- **Task to complete**:
Please reproduce each line of the data below exactly as shown.

________

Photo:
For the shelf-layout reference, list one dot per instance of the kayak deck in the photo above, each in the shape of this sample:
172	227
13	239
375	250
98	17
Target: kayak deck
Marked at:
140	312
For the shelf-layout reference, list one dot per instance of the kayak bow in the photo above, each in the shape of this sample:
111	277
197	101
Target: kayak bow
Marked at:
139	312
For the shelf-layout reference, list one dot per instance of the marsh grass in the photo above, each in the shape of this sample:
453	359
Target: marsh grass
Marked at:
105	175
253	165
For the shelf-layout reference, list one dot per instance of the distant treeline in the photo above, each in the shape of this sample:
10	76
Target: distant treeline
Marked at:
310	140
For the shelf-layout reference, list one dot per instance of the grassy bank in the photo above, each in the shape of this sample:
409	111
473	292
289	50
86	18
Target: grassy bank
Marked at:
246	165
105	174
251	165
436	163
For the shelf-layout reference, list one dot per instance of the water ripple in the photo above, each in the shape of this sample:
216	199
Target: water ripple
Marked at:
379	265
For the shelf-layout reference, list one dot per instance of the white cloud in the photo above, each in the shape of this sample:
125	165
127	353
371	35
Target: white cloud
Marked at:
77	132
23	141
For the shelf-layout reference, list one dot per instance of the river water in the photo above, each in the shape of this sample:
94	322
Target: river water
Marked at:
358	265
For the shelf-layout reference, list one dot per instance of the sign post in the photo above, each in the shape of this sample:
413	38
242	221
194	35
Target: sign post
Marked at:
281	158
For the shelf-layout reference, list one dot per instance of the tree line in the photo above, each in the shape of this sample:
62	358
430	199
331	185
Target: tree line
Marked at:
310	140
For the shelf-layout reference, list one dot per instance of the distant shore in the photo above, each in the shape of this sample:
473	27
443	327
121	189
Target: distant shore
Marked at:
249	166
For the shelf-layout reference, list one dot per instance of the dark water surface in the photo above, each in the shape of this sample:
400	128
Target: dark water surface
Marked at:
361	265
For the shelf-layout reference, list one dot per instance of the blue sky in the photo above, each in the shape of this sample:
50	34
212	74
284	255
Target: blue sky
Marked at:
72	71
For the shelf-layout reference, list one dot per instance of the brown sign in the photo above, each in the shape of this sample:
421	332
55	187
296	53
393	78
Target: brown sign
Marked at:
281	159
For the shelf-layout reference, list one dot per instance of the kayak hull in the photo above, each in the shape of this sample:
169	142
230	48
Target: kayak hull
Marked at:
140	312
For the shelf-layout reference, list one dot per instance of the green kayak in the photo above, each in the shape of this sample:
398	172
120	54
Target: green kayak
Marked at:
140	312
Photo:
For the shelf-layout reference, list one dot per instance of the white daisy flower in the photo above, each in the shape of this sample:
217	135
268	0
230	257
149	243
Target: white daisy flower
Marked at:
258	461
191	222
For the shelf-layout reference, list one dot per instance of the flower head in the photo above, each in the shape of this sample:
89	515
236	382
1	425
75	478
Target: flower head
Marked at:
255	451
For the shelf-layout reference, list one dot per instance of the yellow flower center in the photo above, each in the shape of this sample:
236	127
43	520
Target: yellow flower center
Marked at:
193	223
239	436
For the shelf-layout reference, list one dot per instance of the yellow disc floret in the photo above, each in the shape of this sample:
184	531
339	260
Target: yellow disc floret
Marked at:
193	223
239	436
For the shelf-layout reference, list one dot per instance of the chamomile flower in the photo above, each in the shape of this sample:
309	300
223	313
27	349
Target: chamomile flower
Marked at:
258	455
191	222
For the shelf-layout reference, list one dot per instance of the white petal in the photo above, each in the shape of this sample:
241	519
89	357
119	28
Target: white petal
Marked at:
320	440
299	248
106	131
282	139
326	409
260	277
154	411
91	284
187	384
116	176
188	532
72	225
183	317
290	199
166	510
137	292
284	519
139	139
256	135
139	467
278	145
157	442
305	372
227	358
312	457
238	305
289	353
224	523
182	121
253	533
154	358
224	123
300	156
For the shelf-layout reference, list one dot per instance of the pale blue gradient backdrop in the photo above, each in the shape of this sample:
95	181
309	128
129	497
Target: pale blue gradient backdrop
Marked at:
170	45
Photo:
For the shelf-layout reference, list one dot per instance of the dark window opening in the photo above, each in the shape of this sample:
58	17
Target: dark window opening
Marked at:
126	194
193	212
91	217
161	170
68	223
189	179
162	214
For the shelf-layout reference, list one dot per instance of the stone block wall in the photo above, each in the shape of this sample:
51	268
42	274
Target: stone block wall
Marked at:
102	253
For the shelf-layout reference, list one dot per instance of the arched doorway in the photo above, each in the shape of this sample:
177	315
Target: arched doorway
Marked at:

________

- **Completed task**:
Photo:
For the shelf-layout reference, list one dot per instance of the kayak deck in the photo above, each in the shape of this sample:
172	227
13	239
375	250
98	17
Target: kayak deck
Marked at:
140	312
For the shelf-layout reference, list one dot per instance of the kayak bow in the photo above, each in the shape of this sample:
111	277
197	101
Target: kayak bow
Marked at:
139	312
For the shelf-layout reference, list one dot per instance of the marsh grass in the photo above, each in the shape of this sample:
453	359
Target: marsh grass
Marked at:
105	175
253	165
For the shelf-layout reference, list one dot per instance of the distant treeline in the photo above, each in the shape of this sample:
10	76
Target: distant treeline
Marked at:
310	140
For the shelf-layout reference, list one dot per instance of the grassy bank in the photo above, each in the shape of this sample:
409	111
473	292
289	50
86	18
Target: grassy bank
Marked at:
246	165
105	174
251	165
436	163
For the shelf-layout reference, list one dot per instance of the water ripple in the photo above, each in the shape of this sample:
216	199
Target: water ripple
Marked at:
379	265
For the shelf-layout reference, list one dot per instance of the white cloud in the photo above, each in the shape of this sample:
125	165
127	353
371	35
Target: white cloud
Marked at:
77	132
23	141
For the shelf-layout reference, list one dot per instance of the river water in the photo above, each in the shape of this sample:
94	322
Target: river water
Marked at:
358	265
For the shelf-layout reference, list one dot per instance of the sign post in the photo above, each in the shape of this sample:
413	38
242	221
194	35
Target: sign post
Marked at:
281	158
For the shelf-layout reference, list one dot per instance of the tree line in the photo above, each in the shape of this sample:
62	358
430	199
331	185
Target: tree line
Marked at:
310	140
For the shelf-layout reference, list one dot per instance of the distant shore in the photo above, each in the shape of this sample:
473	27
443	327
121	189
Target: distant shore
Marked at:
249	166
For the shelf-layout reference, list one dot per instance of the dark water surface in the photo above, each in the shape of this sample:
400	128
Target: dark water surface
Marked at:
361	265
For the shelf-layout reference, list one dot per instance of the blue sky in the photo above, each in the shape of this sample:
50	34
212	74
284	255
Target: blue sky
Marked at:
72	71
For the shelf-layout reference, list one dot per instance of the brown sign in the photo above, each in the shape of this sample:
421	332
55	187
296	53
393	78
Target: brown sign
Marked at:
281	159
For the shelf-layout reference, list one dot per instance of the kayak hull in the photo above, each in the shape of this sample:
169	142
230	48
Target: kayak hull
Marked at:
140	312
For the shelf-layout reference, list one dot per instance of the green kayak in the photo above, each in the shape of this sample:
398	172
120	54
Target: green kayak
Marked at:
140	312
Photo:
For the shelf-layout reference, list one dot per instance of the white daisy flower in the photo above, each in the shape of this sample:
217	135
268	0
230	257
149	243
Target: white daisy flower
Marked at:
258	461
191	222
For the shelf-layout reference, list one dot per instance of the flower head in the photo above, each in the shape of this sample:
89	515
236	382
1	425
75	478
Target: flower head
Marked at:
255	451
For the shelf-layout reference, list one dot per instance of the yellow flower center in the photo above, each in the shape of this sample:
236	127
43	520
Target: yellow flower center
Marked at:
193	223
239	436
For the shelf-layout reference, list one dot per instance of the yellow disc floret in the photo above, each in the shape of this sample:
184	531
339	260
Target: yellow disc floret
Marked at:
193	223
239	436
For the shelf-layout reference, list one dot per instance of the chamomile flower in the photo above, each in the shape of this sample:
309	300
223	313
27	349
Target: chamomile flower
Marked at:
258	455
191	222
For the shelf-layout reference, list one dot per instance of the white petal in the photo above, each in the shape of this sample:
241	519
89	357
119	28
Target: white petal
Marked at:
320	440
299	248
106	131
282	139
326	409
260	277
154	411
91	284
187	384
116	176
188	532
72	225
183	317
290	199
166	510
137	292
284	519
139	139
256	135
139	467
278	145
157	442
305	372
227	358
312	457
238	305
289	353
224	523
182	121
253	533
154	358
224	123
300	156
For the shelf-layout reference, list one dot per instance of the pale blue gradient backdrop in the photo above, each in the shape of this sample:
95	181
309	128
129	497
Target: pale blue gradient backdrop
Marked at:
170	45
Photo:
For the shelf-layout reference, list one dot per instance of the dark window opening in the photo above, each in the shape of this sample:
58	17
Target: dark window opening
Marked at:
126	194
193	212
91	217
161	170
68	223
189	179
162	214
For the shelf-layout reference, list one dot per instance of the stone block wall in the photo above, each in the shape of this sample:
51	268
42	274
Target: stone block wall
Marked at:
102	253
For the shelf-layout reference, list one dot per instance of the arched doorway in the photo above, each in the shape of this sample:
177	315
Target: arched doorway
Marked at:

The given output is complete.